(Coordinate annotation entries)
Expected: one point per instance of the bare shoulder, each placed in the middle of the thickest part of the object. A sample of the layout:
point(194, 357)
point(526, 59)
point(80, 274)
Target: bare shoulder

Directions for this task
Revise the listing by replacing each occurrence of "bare shoulder" with "exposed shoulder" and leaving all other text unchanged.

Answer to the problem
Expected: one point per instance of the exposed shoulder, each placed in the middle of the thickest part of the object. A sample of the layout:
point(194, 357)
point(526, 59)
point(80, 274)
Target: exposed shoulder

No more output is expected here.